● **TEXT SECTION**:
--

Chandler left and toured far and wide, but New Jersey remained a cornerstone of his style. His free-ranging eclecticism – a love of jazz, funk, soul, rap and especially disco that came from his father – got him noticed by the resident of popular local nightspot Club Zanzibar, Tony Humphries, who played Chandler’s tracks on his radio show. Zanzibar was a mecca for house, and the Jersey sound – which favoured soulful, gospel influences – was king. For Chandler, it was also the site of unfathomable tragedy: his girlfriend Tracy was raped and murdered outside the club.

She had been a huge house fan, and her death inspired Chandler to get out his drum machine. “I’d never really thought about making house music, but I sat down and wrote Get It Off. It was me trying to get all of these things off of my mind. There’s a part in the song where it sounds like someone takes a record and rips it. That’s how it felt, like somebody ripped my entire life.”

It proved to be a turning point in his career: “Right after that, I got signed to Atlantic Records.”

--

● **INFORMATION PROVIDED**:
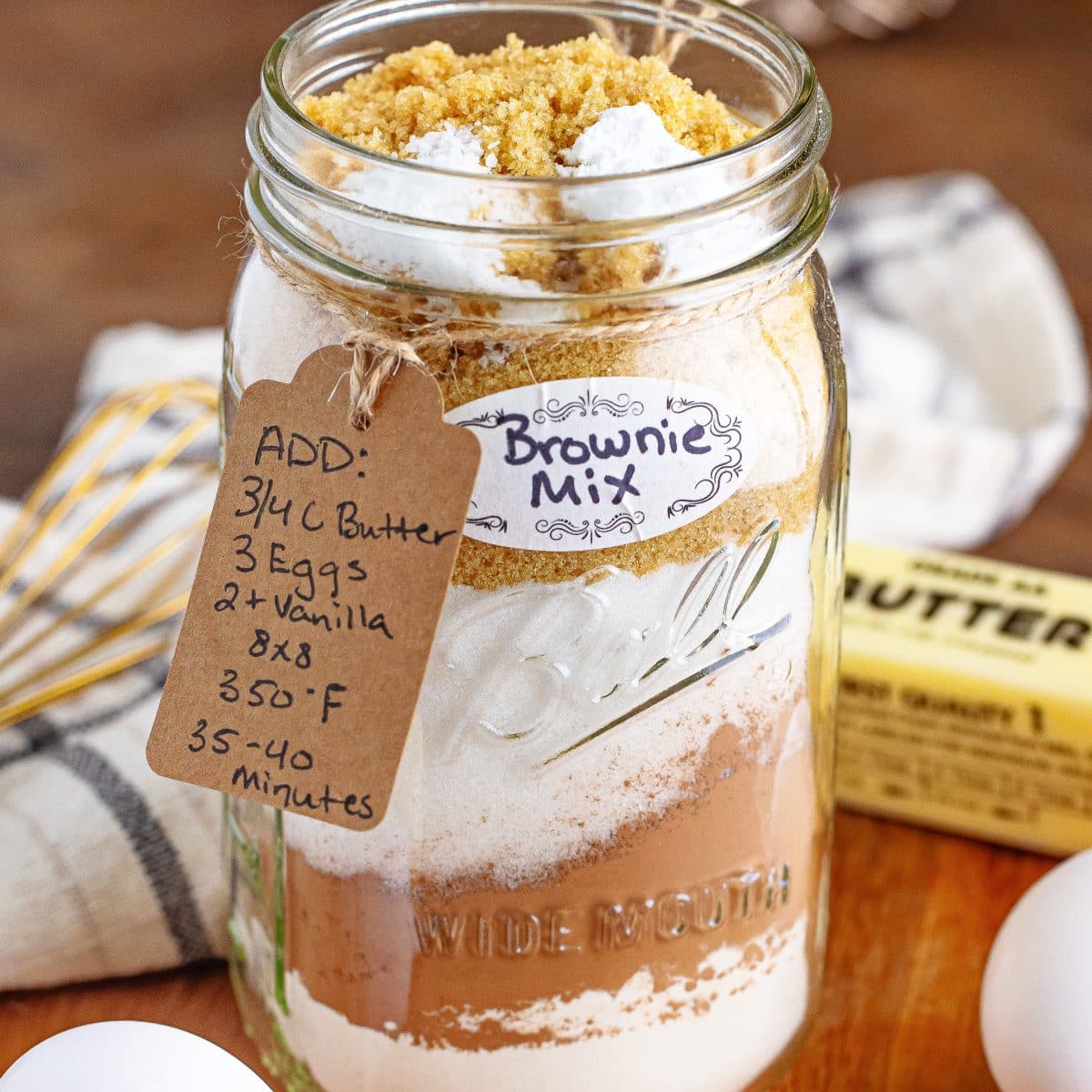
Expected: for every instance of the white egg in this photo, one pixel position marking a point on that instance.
(128, 1057)
(1036, 995)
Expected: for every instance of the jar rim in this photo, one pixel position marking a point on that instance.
(754, 207)
(278, 96)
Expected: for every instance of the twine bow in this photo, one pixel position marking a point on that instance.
(376, 359)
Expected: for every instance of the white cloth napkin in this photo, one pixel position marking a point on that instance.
(967, 392)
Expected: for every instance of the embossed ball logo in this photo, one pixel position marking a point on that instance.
(592, 463)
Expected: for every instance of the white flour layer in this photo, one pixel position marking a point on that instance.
(715, 1033)
(520, 675)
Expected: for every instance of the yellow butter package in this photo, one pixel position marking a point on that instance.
(966, 698)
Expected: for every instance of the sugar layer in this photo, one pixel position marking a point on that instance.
(472, 792)
(727, 1026)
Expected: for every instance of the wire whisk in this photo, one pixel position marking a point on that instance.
(99, 556)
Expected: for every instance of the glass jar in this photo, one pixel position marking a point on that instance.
(606, 854)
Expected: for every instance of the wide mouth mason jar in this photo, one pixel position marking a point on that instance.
(605, 858)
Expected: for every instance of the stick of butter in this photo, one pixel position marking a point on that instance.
(966, 698)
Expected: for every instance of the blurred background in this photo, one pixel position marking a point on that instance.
(121, 147)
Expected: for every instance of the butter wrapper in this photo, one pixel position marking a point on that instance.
(966, 699)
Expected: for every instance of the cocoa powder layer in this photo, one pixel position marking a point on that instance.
(661, 896)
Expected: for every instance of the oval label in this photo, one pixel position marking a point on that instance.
(606, 461)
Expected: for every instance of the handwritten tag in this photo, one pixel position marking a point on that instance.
(318, 595)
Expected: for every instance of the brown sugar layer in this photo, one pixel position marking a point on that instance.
(525, 104)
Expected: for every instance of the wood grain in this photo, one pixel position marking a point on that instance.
(120, 143)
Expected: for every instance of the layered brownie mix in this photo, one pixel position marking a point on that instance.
(602, 856)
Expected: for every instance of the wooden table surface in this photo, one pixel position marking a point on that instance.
(120, 147)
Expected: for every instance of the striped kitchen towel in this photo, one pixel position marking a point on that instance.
(967, 390)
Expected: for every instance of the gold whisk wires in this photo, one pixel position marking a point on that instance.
(101, 551)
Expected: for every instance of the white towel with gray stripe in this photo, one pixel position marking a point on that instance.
(967, 392)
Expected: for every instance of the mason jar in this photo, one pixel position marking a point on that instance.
(605, 860)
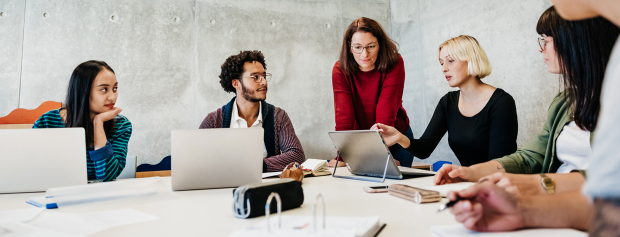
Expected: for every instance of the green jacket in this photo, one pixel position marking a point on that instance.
(539, 155)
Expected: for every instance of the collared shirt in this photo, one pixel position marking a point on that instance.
(603, 172)
(238, 122)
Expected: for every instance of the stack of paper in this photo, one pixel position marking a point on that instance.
(444, 189)
(315, 167)
(303, 226)
(40, 222)
(112, 194)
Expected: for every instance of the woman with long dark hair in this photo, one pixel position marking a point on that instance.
(579, 51)
(90, 101)
(368, 83)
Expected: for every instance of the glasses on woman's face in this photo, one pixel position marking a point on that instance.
(542, 43)
(259, 78)
(358, 49)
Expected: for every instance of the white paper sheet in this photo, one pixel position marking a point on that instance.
(17, 229)
(360, 225)
(21, 215)
(460, 231)
(110, 195)
(89, 223)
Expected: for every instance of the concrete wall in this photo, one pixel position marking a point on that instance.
(167, 56)
(507, 32)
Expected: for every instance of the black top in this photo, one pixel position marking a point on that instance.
(490, 134)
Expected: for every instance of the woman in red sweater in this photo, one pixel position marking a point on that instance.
(368, 83)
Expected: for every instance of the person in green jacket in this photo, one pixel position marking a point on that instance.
(579, 51)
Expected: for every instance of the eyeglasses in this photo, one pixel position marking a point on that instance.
(542, 43)
(258, 78)
(371, 48)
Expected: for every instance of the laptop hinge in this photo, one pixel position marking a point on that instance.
(387, 162)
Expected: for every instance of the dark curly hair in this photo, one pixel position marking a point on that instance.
(233, 67)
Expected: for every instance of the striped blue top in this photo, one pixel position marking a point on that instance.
(105, 163)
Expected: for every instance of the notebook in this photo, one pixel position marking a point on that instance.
(460, 231)
(422, 166)
(303, 226)
(314, 167)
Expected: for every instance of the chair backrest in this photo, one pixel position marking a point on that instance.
(162, 169)
(25, 118)
(129, 172)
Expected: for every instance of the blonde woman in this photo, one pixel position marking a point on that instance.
(481, 120)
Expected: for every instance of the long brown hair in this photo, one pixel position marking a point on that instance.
(388, 50)
(583, 49)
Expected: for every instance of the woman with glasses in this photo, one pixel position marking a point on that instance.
(368, 83)
(481, 120)
(579, 51)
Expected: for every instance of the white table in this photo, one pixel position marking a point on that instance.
(209, 212)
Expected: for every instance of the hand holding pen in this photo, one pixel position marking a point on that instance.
(486, 207)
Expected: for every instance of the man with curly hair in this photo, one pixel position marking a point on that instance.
(244, 74)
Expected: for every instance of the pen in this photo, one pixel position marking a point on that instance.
(451, 203)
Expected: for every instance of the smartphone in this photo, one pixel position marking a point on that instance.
(376, 189)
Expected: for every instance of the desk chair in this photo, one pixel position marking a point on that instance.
(162, 169)
(25, 118)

--

● **REQUIRED ACTION**: Copy the text about Chandler and Club Zanzibar word for word, in full. The material comes from a different source than the text.

● **ANSWER TO THE EXERCISE**:
Chandler left and toured far and wide, but New Jersey remained a cornerstone of his style. His free-ranging eclecticism – a love of jazz, funk, soul, rap and especially disco that came from his father – got him noticed by the resident of popular local nightspot Club Zanzibar, Tony Humphries, who played Chandler’s tracks on his radio show. Zanzibar was a mecca for house, and the Jersey sound – which favoured soulful, gospel influences – was king. For Chandler, it was also the site of unfathomable tragedy: his girlfriend Tracy was raped and murdered outside the club.

She had been a huge house fan, and her death inspired Chandler to get out his drum machine. “I’d never really thought about making house music, but I sat down and wrote Get It Off. It was me trying to get all of these things off of my mind. There’s a part in the song where it sounds like someone takes a record and rips it. That’s how it felt, like somebody ripped my entire life.”

It proved to be a turning point in his career: “Right after that, I got signed to Atlantic Records.”